Please list each line in the rows below that contains the word "football", copying every such line in full.

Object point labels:
··········

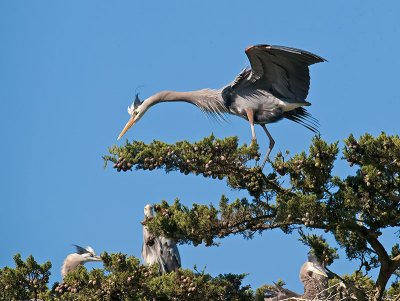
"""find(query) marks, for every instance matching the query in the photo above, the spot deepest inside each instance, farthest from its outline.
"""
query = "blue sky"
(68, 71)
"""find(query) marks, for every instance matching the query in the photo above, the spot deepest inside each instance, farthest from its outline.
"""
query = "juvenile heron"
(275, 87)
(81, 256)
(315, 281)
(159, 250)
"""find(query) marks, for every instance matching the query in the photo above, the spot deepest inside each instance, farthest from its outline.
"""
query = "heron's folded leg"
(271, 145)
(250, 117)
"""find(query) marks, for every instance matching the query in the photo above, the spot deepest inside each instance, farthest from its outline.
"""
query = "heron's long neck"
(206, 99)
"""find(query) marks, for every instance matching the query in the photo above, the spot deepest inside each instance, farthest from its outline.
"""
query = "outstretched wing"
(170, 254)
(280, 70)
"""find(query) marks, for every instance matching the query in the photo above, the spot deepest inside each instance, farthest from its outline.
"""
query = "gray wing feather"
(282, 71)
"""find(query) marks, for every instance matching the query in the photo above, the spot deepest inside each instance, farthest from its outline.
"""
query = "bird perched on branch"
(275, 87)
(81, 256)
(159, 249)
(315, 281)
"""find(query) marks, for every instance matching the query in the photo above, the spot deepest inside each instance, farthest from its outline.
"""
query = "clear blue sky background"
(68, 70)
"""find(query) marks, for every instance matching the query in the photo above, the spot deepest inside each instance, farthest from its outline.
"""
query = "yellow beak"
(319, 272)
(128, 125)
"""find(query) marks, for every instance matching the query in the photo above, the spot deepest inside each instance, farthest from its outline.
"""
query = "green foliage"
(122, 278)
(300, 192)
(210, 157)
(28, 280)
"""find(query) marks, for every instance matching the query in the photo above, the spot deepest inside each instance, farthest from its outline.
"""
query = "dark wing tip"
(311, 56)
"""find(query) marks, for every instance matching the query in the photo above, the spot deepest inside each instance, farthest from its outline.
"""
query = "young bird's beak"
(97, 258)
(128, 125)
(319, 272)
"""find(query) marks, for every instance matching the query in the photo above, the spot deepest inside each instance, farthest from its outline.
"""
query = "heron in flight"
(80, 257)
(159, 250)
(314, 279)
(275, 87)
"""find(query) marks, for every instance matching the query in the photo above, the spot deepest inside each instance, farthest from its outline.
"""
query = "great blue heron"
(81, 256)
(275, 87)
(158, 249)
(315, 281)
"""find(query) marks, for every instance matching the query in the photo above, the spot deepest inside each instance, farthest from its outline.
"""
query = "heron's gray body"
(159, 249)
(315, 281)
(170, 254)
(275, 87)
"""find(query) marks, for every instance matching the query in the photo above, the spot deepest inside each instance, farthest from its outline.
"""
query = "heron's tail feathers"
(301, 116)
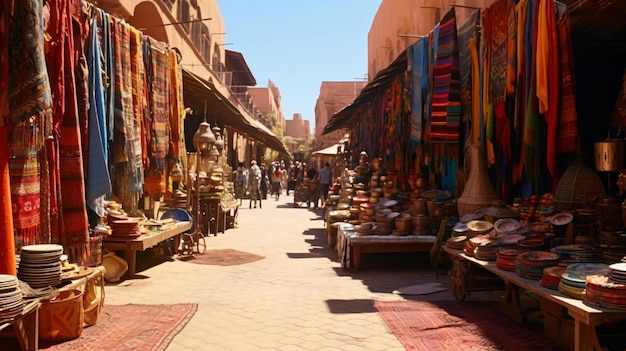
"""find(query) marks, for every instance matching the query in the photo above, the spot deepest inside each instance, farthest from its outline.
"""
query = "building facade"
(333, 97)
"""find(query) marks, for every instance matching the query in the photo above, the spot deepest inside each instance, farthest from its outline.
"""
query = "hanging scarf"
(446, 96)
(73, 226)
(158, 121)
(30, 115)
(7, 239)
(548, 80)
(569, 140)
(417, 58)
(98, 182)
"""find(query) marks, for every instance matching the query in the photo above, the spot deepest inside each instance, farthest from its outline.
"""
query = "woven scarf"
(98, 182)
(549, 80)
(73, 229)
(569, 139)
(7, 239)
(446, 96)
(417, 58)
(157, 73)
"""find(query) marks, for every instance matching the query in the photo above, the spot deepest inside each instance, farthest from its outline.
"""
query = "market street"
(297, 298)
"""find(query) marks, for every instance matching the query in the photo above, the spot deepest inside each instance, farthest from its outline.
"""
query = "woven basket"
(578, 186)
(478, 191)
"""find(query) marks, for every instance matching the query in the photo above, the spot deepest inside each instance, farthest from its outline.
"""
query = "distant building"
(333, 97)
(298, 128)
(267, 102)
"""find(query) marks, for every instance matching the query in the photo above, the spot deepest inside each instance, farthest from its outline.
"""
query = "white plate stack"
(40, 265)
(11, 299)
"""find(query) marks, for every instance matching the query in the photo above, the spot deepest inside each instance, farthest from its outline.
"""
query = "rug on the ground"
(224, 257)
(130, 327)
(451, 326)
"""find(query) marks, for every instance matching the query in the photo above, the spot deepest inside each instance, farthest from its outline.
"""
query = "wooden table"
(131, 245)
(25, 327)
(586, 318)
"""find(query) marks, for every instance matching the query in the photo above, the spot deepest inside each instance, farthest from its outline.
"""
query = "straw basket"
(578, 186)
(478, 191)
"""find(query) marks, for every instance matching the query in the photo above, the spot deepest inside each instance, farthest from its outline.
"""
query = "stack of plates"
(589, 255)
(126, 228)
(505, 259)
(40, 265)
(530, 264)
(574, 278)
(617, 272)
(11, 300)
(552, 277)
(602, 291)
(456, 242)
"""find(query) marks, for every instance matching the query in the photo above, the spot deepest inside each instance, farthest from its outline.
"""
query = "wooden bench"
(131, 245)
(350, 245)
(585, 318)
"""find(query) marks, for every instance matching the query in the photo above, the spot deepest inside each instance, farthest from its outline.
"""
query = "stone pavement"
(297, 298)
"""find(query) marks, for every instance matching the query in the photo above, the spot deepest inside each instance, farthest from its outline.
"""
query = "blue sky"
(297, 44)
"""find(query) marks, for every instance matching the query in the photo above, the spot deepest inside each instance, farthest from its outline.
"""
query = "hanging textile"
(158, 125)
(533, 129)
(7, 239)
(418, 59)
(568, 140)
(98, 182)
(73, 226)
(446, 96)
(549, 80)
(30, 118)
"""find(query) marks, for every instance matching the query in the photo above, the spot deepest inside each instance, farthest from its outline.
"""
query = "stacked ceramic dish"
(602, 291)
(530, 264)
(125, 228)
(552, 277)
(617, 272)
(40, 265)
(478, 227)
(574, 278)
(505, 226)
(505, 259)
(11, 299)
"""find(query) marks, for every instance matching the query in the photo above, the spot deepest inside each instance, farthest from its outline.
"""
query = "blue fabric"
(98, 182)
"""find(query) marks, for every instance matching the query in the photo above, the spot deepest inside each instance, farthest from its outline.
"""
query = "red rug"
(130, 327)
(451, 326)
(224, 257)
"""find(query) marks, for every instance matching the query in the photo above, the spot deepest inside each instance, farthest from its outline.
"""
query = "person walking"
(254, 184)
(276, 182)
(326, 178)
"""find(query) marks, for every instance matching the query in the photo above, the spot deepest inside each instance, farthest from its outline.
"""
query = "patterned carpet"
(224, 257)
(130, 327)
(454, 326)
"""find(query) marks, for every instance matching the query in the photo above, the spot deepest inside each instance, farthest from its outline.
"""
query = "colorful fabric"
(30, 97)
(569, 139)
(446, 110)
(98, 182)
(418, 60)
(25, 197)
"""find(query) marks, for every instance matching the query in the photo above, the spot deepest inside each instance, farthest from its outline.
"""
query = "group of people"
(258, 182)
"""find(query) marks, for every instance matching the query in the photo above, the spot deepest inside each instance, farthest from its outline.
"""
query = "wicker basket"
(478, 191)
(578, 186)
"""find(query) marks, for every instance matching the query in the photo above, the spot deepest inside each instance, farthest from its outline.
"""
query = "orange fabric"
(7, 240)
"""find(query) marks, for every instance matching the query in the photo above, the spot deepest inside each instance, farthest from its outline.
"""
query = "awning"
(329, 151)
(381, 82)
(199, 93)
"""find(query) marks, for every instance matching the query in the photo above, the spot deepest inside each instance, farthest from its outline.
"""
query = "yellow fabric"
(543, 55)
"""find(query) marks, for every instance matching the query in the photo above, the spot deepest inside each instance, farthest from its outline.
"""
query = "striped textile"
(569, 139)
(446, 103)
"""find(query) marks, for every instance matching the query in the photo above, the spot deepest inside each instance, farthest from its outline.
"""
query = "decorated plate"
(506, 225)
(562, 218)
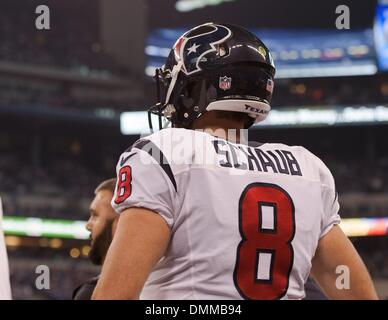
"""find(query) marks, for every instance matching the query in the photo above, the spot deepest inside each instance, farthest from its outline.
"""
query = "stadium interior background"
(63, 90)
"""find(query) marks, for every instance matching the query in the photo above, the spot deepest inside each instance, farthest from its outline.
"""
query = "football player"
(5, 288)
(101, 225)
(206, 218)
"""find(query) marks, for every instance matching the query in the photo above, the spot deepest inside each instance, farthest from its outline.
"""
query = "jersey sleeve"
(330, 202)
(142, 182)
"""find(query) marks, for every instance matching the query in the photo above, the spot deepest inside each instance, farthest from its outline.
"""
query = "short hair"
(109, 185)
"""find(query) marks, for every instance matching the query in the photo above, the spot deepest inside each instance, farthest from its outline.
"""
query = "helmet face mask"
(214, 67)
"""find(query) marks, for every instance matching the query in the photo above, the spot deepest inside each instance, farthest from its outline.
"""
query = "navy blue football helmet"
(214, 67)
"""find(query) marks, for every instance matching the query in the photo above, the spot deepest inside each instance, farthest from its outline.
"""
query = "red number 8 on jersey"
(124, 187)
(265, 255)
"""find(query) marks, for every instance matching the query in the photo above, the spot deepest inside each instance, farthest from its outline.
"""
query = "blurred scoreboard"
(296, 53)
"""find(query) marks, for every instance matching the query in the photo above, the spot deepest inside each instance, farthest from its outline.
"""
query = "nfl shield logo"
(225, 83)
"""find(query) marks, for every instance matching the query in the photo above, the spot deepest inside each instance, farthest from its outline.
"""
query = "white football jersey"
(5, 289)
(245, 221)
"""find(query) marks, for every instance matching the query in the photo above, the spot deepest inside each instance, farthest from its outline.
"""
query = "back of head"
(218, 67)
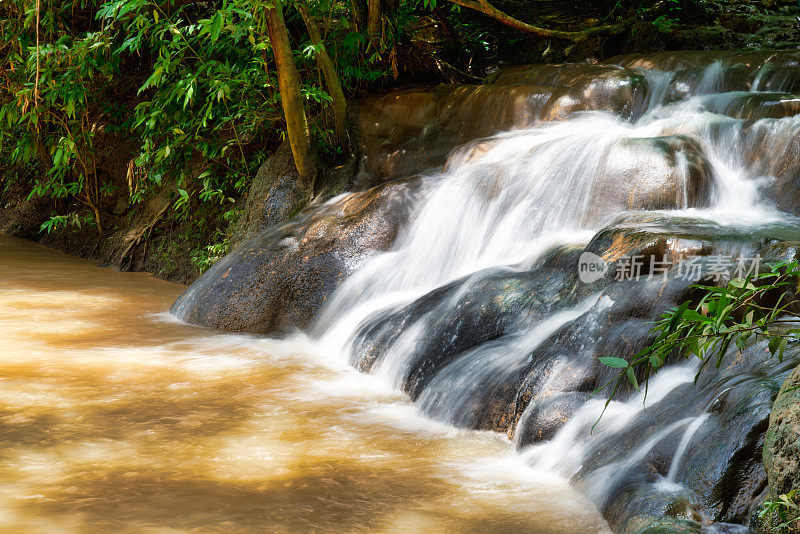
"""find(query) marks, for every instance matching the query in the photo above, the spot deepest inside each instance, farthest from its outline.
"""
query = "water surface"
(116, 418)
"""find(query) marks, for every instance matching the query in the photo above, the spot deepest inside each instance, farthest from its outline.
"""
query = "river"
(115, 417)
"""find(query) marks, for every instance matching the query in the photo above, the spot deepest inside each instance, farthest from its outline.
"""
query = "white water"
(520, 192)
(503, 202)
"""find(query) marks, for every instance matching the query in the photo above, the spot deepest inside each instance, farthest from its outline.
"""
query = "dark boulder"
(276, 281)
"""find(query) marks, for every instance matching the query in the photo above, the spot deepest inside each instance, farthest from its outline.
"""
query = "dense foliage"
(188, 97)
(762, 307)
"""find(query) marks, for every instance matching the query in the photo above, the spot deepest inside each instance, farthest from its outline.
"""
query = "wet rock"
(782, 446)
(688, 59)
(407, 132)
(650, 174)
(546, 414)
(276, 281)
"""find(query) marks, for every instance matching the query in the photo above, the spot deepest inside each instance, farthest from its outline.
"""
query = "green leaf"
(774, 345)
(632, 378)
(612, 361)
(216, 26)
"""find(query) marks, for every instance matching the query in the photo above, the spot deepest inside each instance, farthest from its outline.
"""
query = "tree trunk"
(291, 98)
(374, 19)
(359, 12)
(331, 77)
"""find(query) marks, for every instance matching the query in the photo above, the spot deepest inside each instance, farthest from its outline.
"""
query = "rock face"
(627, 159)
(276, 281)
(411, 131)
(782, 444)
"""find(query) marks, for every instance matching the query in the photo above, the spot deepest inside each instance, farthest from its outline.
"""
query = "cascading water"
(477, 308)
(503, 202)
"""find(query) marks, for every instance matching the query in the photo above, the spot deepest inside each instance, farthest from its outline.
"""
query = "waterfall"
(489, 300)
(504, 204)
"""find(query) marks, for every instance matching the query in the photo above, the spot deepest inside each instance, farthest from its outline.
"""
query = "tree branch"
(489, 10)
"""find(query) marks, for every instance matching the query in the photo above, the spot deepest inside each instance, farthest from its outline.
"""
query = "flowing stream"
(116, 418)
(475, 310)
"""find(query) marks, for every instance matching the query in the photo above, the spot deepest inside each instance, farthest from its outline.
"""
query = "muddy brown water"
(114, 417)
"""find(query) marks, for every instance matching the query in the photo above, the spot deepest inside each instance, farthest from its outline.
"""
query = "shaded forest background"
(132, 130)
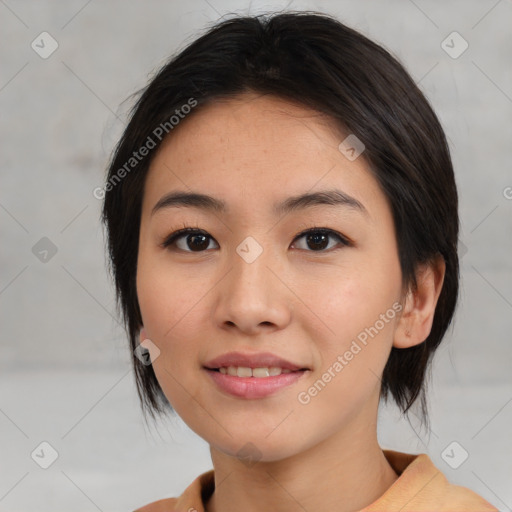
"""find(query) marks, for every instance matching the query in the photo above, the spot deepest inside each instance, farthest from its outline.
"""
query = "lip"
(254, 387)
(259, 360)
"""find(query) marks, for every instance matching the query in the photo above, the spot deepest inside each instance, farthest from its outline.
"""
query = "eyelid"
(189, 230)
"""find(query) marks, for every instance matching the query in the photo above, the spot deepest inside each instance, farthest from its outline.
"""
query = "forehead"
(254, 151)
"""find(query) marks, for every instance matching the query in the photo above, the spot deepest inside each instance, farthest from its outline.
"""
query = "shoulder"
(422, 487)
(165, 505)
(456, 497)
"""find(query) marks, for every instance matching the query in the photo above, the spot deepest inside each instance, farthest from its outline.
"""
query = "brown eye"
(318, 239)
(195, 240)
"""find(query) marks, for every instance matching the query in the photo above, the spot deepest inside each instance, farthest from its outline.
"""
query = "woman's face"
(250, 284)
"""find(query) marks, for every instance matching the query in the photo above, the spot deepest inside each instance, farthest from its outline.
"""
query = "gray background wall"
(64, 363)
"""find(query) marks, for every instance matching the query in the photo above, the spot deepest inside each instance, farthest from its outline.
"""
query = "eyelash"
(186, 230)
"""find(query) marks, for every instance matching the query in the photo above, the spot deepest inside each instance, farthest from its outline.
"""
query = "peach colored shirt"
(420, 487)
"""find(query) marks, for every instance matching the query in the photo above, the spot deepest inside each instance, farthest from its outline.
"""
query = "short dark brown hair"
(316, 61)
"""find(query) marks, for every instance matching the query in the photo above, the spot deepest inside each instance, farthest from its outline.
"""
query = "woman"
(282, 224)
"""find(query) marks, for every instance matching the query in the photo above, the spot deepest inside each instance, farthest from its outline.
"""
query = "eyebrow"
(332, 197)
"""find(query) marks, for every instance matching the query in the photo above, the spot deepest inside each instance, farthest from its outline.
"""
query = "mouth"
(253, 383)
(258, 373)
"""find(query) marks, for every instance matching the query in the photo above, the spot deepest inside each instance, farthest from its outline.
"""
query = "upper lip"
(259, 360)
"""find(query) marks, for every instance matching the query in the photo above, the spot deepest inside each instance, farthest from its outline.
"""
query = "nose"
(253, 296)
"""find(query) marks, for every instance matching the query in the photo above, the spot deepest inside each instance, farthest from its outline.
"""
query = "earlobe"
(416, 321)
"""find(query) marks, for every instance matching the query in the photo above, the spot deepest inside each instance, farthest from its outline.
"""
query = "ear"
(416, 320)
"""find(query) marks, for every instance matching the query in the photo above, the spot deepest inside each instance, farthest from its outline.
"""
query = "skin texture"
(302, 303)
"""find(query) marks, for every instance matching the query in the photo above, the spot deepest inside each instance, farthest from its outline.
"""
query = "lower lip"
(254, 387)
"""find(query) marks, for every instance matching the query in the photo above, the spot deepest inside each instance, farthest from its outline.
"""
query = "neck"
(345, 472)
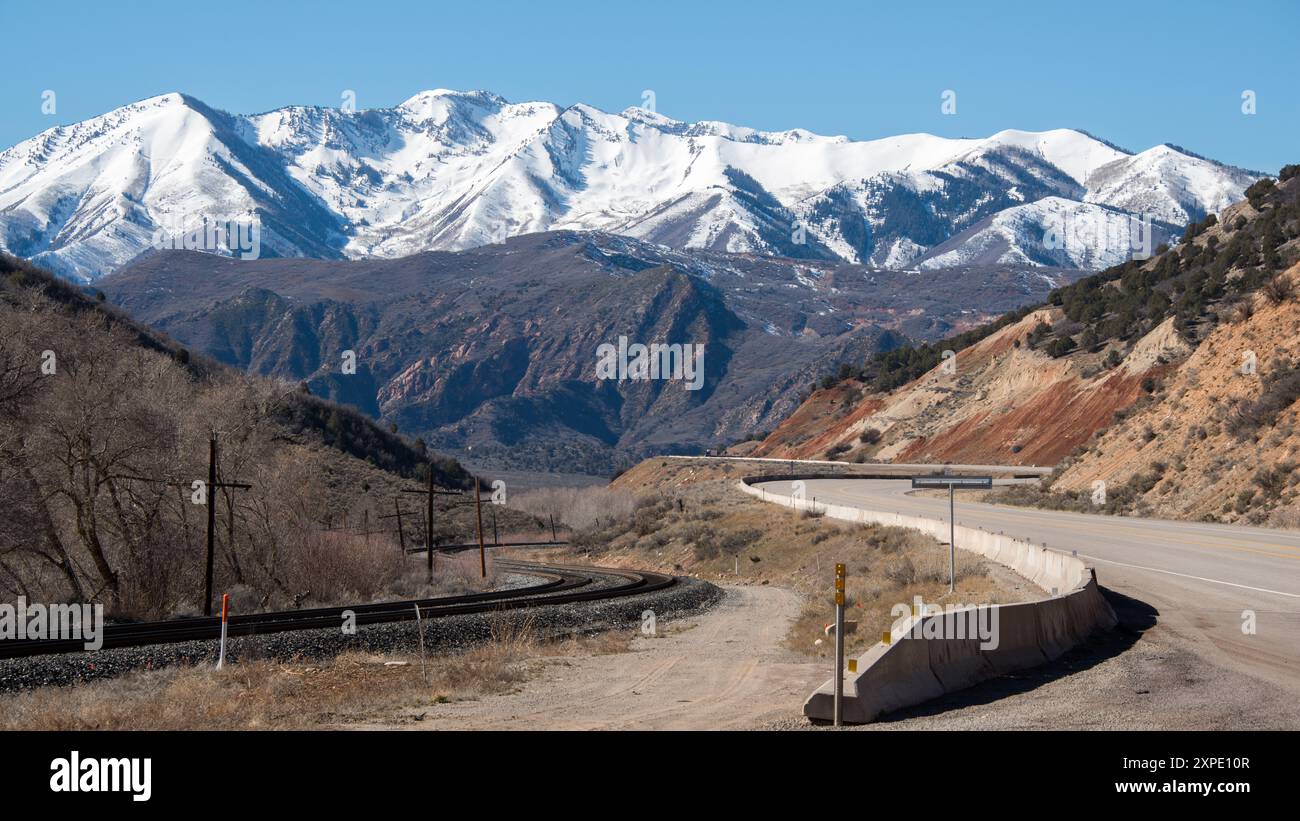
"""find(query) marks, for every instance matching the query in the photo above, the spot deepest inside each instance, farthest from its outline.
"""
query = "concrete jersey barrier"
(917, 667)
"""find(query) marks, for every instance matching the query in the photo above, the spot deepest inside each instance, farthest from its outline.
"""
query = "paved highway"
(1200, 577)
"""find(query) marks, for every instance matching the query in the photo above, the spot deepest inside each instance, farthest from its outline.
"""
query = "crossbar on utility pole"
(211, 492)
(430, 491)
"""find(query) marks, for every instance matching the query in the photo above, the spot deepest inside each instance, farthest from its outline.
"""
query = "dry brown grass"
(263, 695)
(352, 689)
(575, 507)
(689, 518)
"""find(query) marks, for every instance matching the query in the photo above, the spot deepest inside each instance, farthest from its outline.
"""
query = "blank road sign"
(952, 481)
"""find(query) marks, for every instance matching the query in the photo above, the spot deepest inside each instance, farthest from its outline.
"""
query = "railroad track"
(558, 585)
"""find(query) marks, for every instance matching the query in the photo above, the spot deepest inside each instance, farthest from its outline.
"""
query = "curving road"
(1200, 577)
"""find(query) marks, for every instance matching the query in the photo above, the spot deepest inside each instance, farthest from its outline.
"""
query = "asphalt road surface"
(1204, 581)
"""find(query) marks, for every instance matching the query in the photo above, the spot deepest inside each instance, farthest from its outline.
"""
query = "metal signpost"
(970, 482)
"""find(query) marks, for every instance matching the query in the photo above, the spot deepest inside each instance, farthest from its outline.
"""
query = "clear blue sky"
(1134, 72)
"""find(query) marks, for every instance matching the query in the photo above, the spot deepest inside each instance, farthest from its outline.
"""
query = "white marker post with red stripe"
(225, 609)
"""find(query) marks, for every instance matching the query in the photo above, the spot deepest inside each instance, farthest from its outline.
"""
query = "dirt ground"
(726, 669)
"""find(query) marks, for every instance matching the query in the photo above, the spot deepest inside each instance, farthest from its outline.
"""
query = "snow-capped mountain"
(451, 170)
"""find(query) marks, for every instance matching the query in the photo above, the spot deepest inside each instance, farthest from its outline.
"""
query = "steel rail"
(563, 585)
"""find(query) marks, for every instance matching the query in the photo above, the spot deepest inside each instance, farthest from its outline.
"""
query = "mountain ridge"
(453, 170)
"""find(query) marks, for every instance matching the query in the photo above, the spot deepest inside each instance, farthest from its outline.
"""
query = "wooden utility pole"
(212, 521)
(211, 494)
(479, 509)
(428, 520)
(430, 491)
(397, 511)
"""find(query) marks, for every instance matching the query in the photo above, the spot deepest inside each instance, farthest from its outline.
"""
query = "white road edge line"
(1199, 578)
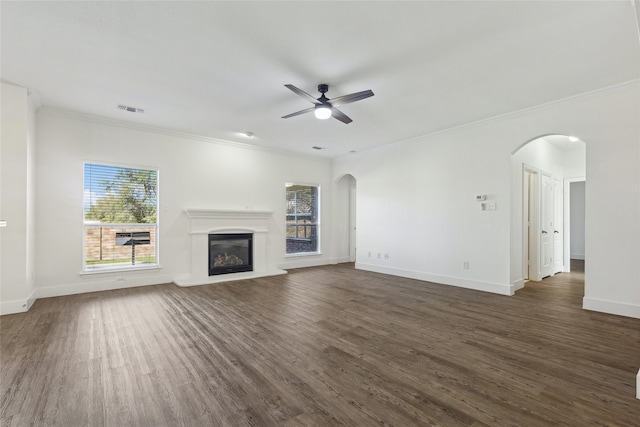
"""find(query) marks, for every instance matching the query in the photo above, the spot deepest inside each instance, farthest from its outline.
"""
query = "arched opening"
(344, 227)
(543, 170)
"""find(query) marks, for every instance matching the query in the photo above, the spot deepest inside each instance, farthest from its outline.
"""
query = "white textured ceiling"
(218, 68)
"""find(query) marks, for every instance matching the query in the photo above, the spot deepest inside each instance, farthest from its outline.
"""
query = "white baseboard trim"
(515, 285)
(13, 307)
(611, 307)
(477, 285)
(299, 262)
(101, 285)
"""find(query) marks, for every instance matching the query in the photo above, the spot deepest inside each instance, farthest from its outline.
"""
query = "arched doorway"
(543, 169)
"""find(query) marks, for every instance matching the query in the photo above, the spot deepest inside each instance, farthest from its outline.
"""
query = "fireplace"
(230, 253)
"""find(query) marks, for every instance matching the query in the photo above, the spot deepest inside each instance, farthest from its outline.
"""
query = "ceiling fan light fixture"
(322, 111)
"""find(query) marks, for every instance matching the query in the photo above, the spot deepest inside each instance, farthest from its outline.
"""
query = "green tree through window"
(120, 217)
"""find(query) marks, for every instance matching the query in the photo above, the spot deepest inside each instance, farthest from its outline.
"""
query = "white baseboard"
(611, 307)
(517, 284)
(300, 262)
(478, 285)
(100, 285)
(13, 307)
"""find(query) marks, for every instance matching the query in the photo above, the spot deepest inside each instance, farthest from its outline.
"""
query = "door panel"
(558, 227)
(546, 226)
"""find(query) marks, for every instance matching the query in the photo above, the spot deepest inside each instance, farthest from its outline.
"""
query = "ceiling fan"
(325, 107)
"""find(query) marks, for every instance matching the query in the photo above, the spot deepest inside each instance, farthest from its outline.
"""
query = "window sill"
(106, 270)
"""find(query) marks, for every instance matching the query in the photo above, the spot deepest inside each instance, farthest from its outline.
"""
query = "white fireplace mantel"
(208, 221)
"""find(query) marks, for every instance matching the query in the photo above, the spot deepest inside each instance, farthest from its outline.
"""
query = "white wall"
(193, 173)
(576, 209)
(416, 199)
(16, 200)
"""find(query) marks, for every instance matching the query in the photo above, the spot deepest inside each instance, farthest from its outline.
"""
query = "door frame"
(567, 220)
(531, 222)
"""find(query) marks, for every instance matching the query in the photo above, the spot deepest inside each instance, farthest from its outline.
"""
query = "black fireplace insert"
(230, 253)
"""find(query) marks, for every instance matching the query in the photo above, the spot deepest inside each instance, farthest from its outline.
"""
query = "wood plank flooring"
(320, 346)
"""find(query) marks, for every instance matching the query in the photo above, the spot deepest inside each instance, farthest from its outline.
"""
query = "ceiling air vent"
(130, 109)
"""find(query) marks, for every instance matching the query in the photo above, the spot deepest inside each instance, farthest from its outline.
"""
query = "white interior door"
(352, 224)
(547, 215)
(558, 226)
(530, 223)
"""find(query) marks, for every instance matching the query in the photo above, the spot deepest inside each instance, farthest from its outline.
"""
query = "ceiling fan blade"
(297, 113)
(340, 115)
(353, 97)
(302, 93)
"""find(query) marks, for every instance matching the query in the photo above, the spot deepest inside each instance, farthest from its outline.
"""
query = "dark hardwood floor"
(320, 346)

··········

▶ [Final result]:
query = "football player"
query = "navy blue football helmet"
query = "white football jersey"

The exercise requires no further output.